══ Texte fourni

Les lettres parlent
Il y a quelques jours, ma petite fille de quatre ans feuilletait, en compagnie de sa grand-mère, un livre sur le yoga destiné aux enfants. Bien entendu, ce livre contient beaucoup d’images ; mais il est toutefois précédé de quelques dizaines de pages d’introduction dépourvues d’images. Elles tournent ensemble les pages rapidement pour en arriver au sujet, c’est-à-dire, à la section illustrée. Ce faisant, la petite s’exclame : « Il parle beaucoup le livre. »
Ma petite fille ne sait pas encore lire, mais elle comprend déjà que ces lignes de signes « parlent ». Il faut dire que ses parents et ses grands-parents lisent des livres en sa compagnie depuis les premiers mois de sa vie. Un livre est, pour elle, l’équivalent d’un jouet. Elle est membre de la bibliothèque municipale, qu’elle fréquente régulièrement avec ses parents. Quand le temps viendra, elle voudra apprendre à lire et à écrire.

C’est aujourd’hui la Journée internationale de l’alphabétisation
La lecture des rapports sur l’évolution du niveau d’alphabétisme au sein de la population adulte est décourageante. Selon les intervenants dans le domaine, la situation se détériore même. Cela n’est pas surprenant.

════
══ Lignes à utiliser

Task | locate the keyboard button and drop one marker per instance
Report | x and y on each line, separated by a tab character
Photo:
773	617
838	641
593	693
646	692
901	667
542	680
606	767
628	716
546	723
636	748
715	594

════
══ Lignes à utiliser

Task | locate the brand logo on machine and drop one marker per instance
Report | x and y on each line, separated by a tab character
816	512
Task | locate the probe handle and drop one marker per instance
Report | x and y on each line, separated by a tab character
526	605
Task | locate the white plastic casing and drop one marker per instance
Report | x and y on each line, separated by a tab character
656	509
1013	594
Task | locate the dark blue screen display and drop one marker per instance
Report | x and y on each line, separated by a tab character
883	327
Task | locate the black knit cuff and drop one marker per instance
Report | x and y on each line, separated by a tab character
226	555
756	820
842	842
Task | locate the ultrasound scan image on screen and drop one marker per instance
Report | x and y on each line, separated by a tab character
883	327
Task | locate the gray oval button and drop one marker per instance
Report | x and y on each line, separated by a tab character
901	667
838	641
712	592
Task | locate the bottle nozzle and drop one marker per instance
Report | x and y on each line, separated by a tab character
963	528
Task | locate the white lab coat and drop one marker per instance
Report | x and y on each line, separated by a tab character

════
══ Lignes à utiliser

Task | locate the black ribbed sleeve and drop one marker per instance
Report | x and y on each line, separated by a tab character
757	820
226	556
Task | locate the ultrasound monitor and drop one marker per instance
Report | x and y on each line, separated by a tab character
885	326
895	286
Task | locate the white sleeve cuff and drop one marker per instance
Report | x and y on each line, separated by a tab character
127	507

════

Consignes:
(a) Répondez brièvement à ces questions sur le texte sur la lecture :
(i) Quel âge a la petite fille ?
(ii) Que s'exclame-t-elle en feuilletant le livre sur le yoga ?
(iii) Quelle journée est célébrée aujourd'hui ?
(b) Relevez toutes les lignes qui contiennent le mot « ultrasound », en tenant compte de la casse.
Le texte sur la lecture et les lignes constituent deux matériaux indépendants.

Résultats:
(a)
(i) Elle a quatre ans.
(ii) Elle s'exclame : « Il parle beaucoup le livre. »
(iii) C'est la Journée internationale de l'alphabétisation.

(b)
Task | locate the ultrasound scan image on screen and drop one marker per instance
Task | locate the ultrasound monitor and drop one marker per instance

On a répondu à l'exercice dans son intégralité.